| Komisyon Adı | : | ANAYASA KOMİSYONU |
| Konu | : | (2/1504) esas numaralı Kanun Teklifi'nin görüşmelerinin usule ve İç Tüzük'e uygun yapılıp yapılmadığı hakkında görüşmeler |
| Dönemi | : | 26 |
| Yasama Yılı | : | 2 |
| Tarih | : | 28 .12.2016 |
ÖZGÜR ÖZEL (Manisa) - Sayın Başkan, yanlış bir iş yaptınız. Daha önceki maddede "Maddeyi, önergeleri en baştan okutup üstünde istediğiniz gibi konuşun." dediniz. Hatırlattım, geliş sırasına göre okunacak, aykırılık sırasına göre işleme alınacak diye. Burada o şeklî hatayı yapmadınız. Aslında demek ki oradaki uyarımız doğru bir uyarıymış. Ama bakın, bir önceki sefer söz vermediniz, verdiğinizde burada Parlamentonun yerleşik uygulamalarından, İç Tüzük'ten, dünyadaki parlamentoların iç tüzüklerinden örnekler verdim. Uygulamanızı düzeltme sonucunu doğurdu, yani Anayasa maddesini değil, yaptığınız buradaki uygulamayı. Şimdi benzer bir hata yapıyorsunuz. Daha doğrusu, hatta önerge sahipleri de uygun görürse dedim, döndüm ilk imza sahiplerine baktım, Sayın Bülent Turan olabileceğini ifade etti çünkü burada Anayasa değiştiriyoruz.
BÜLENT TURAN (Çanakkale) - Söz verilebilir, problem yok dedim.
ÖZGÜR ÖZEL (Manisa) - Bakın, bir metin var, o metin tartışmalı. Son anda bir önerge geldi. Önerge üzerinde sadece gerekçe okuttunuz.
AKIN ÜSTÜNDAĞ (Muğla) - Önergeyi gönderir misiniz Başkanım?
ÖZGÜR ÖZEL (Manisa) - Önerge acayip bir iş yapıyor. Bu konuda Komisyonun, oy verecek arkadaşların bunu bilerek oy vermeleri ya da bir izahat alacaksak o izahatı almamız önerge sahiplerinden... Veya ilk imza sahiplerinin bu konuda söyleyecek bir sözü olabilir. Ama yaptığınız iş yine yanlış.
Bir de şöyle bir şey yok Sayın Başkan: Bu Komisyon gerildiğinde göz göze geleceğiz, tıkandığında göz göze geleceğiz, yorulduğunda göz göze geleceğiz ama önerge gelip de söz istediğimizde gözünüzü kaçıracaksınız.
ALİ ŞEKER (İstanbul) - Üç maymunu mu oynayacağız burada?
ÖZGÜR ÖZEL (Manisa) - Ben gelip de buradan kalkıp yanınıza, yani ne yapmam lazım, hani moda deyimle fiilî durum yaratıp omzunuzdan çekince mi bakacaksınız?

* **Verilen Bilgiler**:
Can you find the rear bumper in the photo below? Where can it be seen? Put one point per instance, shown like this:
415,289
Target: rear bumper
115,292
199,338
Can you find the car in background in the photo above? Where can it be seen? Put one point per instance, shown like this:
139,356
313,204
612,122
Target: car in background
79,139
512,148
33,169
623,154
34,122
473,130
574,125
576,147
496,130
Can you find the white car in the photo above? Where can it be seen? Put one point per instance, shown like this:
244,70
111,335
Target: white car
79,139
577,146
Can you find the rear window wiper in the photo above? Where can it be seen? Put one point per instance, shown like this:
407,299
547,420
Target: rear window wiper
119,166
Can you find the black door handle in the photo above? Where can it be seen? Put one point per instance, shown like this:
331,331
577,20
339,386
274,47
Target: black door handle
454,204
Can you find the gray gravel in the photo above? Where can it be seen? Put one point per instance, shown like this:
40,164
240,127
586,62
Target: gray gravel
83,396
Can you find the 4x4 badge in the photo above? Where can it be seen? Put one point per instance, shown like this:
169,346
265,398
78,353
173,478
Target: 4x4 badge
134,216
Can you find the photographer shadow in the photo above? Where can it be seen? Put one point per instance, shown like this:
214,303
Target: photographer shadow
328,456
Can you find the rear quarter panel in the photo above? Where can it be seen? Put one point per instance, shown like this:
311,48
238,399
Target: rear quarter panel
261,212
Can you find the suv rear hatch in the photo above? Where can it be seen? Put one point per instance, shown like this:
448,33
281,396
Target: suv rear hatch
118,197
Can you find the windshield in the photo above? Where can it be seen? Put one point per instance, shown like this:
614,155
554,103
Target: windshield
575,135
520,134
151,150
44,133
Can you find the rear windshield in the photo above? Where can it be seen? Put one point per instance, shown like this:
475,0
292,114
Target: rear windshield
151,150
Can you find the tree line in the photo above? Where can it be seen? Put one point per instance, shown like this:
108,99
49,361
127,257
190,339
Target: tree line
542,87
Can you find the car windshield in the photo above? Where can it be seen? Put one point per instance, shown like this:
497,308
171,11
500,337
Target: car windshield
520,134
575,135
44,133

* **Alıştırmalar**:
1 > Komisyon tutanağını iki cümleyle özetler misiniz?
2 > Komisyon tutanağında "ÖZGÜR ÖZEL (Manisa) - Bakın, bir" ile başlayıp "istediğimizde gözünüzü kaçıracaksınız." ile biten kısmı, bu son ifade de dahil olmak üzere, "göz göze" ifadesini geçtiği her yerde "yüz yüze" ile değiştirerek yeniden yazar mısınız?

* **Görevlere Göre Yanıtlar**:
1 > Anayasa Komisyonundaki görüşmede Özgür Özel, Başkana yine yanlış bir iş yaptığını söyler; son anda gelen önerge üzerinde yalnızca gerekçenin okutulduğunu ve önergenin acayip bir iş yaptığını belirtir. Bülent Turan söz verilebileceğini, bunda problem olmadığını söylerken Özel, söz istediklerinde Başkanın gözünü kaçırmasından yakınır.

2 >
ÖZGÜR ÖZEL (Manisa) - Bakın, bir metin var, o metin tartışmalı. Son anda bir önerge geldi. Önerge üzerinde sadece gerekçe okuttunuz.
AKIN ÜSTÜNDAĞ (Muğla) - Önergeyi gönderir misiniz Başkanım?
ÖZGÜR ÖZEL (Manisa) - Önerge acayip bir iş yapıyor. Bu konuda Komisyonun, oy verecek arkadaşların bunu bilerek oy vermeleri ya da bir izahat alacaksak o izahatı almamız önerge sahiplerinden... Veya ilk imza sahiplerinin bu konuda söyleyecek bir sözü olabilir. Ama yaptığınız iş yine yanlış.
Bir de şöyle bir şey yok Sayın Başkan: Bu Komisyon gerildiğinde yüz yüze geleceğiz, tıkandığında yüz yüze geleceğiz, yorulduğunda yüz yüze geleceğiz ama önerge gelip de söz istediğimizde gözünüzü kaçıracaksınız.